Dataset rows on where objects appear
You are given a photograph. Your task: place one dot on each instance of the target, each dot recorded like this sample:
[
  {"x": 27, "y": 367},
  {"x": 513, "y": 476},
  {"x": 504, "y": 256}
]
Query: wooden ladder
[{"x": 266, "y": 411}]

Requirements.
Express all the rows above as a JSON list of strings, with one string for each line and no blank lines.

Task result.
[
  "You are given a photograph. Your task: place one dot on each instance of the target, each dot recorded like this sample:",
  "[",
  "  {\"x\": 27, \"y\": 367},",
  "  {\"x\": 513, \"y\": 476},",
  "  {\"x\": 504, \"y\": 256}",
  "]",
  "Query: wooden ladder",
  "[{\"x\": 266, \"y\": 411}]"
]